**THE PROBLEM**. Please transcribe all of the records below line for line, keeping every character unchanged.

Recorded data
▶

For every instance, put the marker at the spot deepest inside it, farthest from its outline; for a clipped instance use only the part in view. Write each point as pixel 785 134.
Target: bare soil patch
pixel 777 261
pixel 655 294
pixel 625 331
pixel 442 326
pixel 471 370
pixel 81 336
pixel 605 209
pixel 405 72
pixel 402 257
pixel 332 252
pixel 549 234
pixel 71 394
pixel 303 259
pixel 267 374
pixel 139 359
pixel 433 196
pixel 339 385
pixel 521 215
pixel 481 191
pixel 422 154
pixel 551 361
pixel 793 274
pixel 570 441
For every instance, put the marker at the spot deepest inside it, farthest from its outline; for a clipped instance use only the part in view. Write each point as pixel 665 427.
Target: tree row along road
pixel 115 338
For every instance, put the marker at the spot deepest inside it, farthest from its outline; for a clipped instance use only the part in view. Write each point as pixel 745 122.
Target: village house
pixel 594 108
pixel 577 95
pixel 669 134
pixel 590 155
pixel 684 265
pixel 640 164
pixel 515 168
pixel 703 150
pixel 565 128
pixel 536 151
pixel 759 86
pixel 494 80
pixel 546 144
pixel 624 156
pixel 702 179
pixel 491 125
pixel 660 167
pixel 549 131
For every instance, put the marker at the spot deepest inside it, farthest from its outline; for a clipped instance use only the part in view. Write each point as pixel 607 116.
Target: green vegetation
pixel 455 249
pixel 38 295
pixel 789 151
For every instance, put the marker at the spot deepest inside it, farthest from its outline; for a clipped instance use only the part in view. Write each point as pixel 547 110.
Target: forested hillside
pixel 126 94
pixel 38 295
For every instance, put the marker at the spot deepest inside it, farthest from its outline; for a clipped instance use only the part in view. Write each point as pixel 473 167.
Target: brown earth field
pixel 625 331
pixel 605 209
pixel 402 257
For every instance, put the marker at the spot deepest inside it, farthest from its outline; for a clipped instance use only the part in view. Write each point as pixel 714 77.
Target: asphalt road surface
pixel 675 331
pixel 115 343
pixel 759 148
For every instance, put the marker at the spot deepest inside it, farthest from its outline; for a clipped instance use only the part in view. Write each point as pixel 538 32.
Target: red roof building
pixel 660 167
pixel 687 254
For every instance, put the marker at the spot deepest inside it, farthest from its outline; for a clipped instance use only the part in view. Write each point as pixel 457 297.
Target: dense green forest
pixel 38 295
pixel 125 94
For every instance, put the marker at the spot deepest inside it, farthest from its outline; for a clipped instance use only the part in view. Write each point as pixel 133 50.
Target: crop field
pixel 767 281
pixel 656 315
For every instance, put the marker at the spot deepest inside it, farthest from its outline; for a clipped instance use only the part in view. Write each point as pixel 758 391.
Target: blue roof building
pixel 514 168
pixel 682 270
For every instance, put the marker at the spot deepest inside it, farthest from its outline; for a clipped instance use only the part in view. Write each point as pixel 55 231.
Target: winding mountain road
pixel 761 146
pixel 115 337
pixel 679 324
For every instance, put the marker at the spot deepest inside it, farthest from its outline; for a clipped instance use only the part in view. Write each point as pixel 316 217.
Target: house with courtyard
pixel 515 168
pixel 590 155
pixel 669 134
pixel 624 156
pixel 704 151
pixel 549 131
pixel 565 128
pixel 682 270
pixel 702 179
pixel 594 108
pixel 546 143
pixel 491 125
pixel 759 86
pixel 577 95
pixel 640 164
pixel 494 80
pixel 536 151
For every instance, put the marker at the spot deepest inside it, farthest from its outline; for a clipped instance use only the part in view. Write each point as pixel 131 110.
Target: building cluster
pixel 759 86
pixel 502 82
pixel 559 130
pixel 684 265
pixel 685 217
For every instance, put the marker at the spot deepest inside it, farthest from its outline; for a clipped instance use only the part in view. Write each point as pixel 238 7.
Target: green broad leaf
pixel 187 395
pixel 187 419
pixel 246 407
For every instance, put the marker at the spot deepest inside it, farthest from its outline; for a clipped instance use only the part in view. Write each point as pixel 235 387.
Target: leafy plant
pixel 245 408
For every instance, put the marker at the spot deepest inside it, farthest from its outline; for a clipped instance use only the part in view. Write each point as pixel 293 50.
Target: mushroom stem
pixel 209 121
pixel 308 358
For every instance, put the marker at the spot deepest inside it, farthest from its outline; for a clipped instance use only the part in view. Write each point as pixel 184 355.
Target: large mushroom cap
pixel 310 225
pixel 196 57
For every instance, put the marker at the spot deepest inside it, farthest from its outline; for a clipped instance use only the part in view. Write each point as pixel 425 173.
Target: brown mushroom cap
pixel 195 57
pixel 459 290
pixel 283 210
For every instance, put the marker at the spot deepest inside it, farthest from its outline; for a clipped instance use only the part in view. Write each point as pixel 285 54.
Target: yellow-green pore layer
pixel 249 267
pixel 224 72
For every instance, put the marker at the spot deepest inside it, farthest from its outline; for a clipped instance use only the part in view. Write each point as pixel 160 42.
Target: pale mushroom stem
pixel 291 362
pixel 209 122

◀

**RESULT OF THE TASK**.
For every instance, put the marker at the spot deepest inside it, farthest from its outline; for a clipped instance use only the part in view. Write each point as pixel 785 134.
Target: bare soil patch
pixel 777 261
pixel 655 294
pixel 625 331
pixel 442 326
pixel 471 370
pixel 81 336
pixel 605 209
pixel 405 72
pixel 402 257
pixel 332 252
pixel 549 234
pixel 71 394
pixel 303 259
pixel 267 374
pixel 139 359
pixel 433 196
pixel 339 385
pixel 521 215
pixel 481 191
pixel 422 154
pixel 551 361
pixel 793 274
pixel 570 441
For every instance, put the marker at the spot deepest inside it, farthest from its outline; for a clipped instance use only the part in view. Write each point as pixel 665 427.
Target: tree row along road
pixel 115 338
For every instance, put the marker at the spot deepest inside it, farthest from its outline; for a clipped instance use only the part in view. Write each point as pixel 745 122.
Target: village house
pixel 594 108
pixel 577 95
pixel 669 134
pixel 590 155
pixel 684 265
pixel 640 164
pixel 515 168
pixel 703 150
pixel 565 128
pixel 536 151
pixel 759 86
pixel 494 80
pixel 546 144
pixel 624 156
pixel 702 179
pixel 491 125
pixel 660 167
pixel 549 131
For every instance, put the marker at the spot deepest inside it, farthest from its outline; for a clipped instance use only the part in view. Write each point as pixel 607 116.
Target: green vegetation
pixel 455 249
pixel 38 295
pixel 789 151
For every instance, put the marker at the spot deepest inside it, farthest from its outline; for a clipped instance use only the part in view. Write each point as pixel 547 110.
Target: forested hillside
pixel 126 94
pixel 38 295
For every instance, put the marker at the spot deepest inside it, farthest from its outline; for a clipped instance use only the part in view. Write each point as pixel 473 167.
Target: brown earth field
pixel 625 331
pixel 605 209
pixel 402 257
For every instance, put the marker at the spot deepest inside it, farthest from its outline; for a clipped instance use only the part in view. Write each point as pixel 714 77.
Target: asphalt road surface
pixel 675 331
pixel 115 343
pixel 759 148
For every instance, put the marker at the spot deepest inside it, farthest from its outline; for a clipped instance use only the part in view. Write each point as pixel 538 32.
Target: red roof building
pixel 660 167
pixel 687 254
For every instance, put the marker at the spot deepest inside it, farthest from its outline; for a clipped instance use only the part in view. Write each point as pixel 457 297.
Target: dense green forest
pixel 38 295
pixel 125 94
For every instance, put the marker at the spot deepest inside it, farthest from its outline; for a clipped instance use only the part in view. Write each point as pixel 133 50.
Target: crop field
pixel 767 281
pixel 656 315
For every instance, put the marker at the spot deepest inside it, farthest from its outline; for a clipped instance use only the part in view. Write each point as pixel 758 391.
Target: blue roof building
pixel 514 168
pixel 682 270
For every instance, put the marker at the spot deepest inside it, farthest from its outline; for a clipped instance use only the part in view. Write each point as pixel 55 231.
Target: winding mountain road
pixel 761 146
pixel 115 337
pixel 679 324
For every instance, put the marker at the spot deepest inside it, farthest from its outline; for a clipped instance use only the part in view. Write each point as pixel 316 217.
Target: house with courtyard
pixel 515 168
pixel 590 155
pixel 669 134
pixel 624 156
pixel 704 151
pixel 549 131
pixel 565 128
pixel 682 270
pixel 702 179
pixel 594 108
pixel 546 143
pixel 491 125
pixel 759 86
pixel 577 95
pixel 640 164
pixel 494 80
pixel 536 151
For every instance, put the marker at the spot deepest inside it, farthest from its outline; for a clipped instance use only the part in view. Write each point as pixel 131 110.
Target: building cluster
pixel 759 86
pixel 502 82
pixel 559 130
pixel 684 265
pixel 685 217
For every instance, put the marker at the spot deepest inside it, farthest from its outline; for a clipped instance use only the part in view. Write each point as pixel 238 7.
Target: green broad leaf
pixel 187 395
pixel 187 419
pixel 246 407
For every instance, put the marker at the spot deepest inside it, farthest from its outline; for a clipped instance use only the part in view. Write each point as pixel 235 387.
Target: leafy plant
pixel 245 408
For every instance, put the marker at the spot deepest inside it, farthest from its outline; for a clipped instance use only the part in view. Write each point as pixel 293 50.
Target: mushroom stem
pixel 209 121
pixel 308 358
For every instance, put the marker at the spot deepest inside it, farthest from its outline; for a clipped instance use only the part in view. Write each point as pixel 184 355.
Target: large mushroom cap
pixel 310 225
pixel 196 57
For every instance, put the marker at the spot deepest inside it, farthest from its outline; for a clipped instance use only the part in view. Write each point as pixel 425 173.
Target: brown mushroom cap
pixel 195 57
pixel 459 290
pixel 283 210
For every instance, put the marker at the spot deepest inside it, farthest from its outline; for a clipped instance use only the part in view. Write each point as pixel 285 54.
Target: yellow-green pore layer
pixel 249 267
pixel 224 72
For every instance, put the marker at the spot deepest inside it, farthest from its outline; for a clipped instance use only the part in view. Write each point as pixel 160 42.
Target: pale mushroom stem
pixel 291 362
pixel 209 122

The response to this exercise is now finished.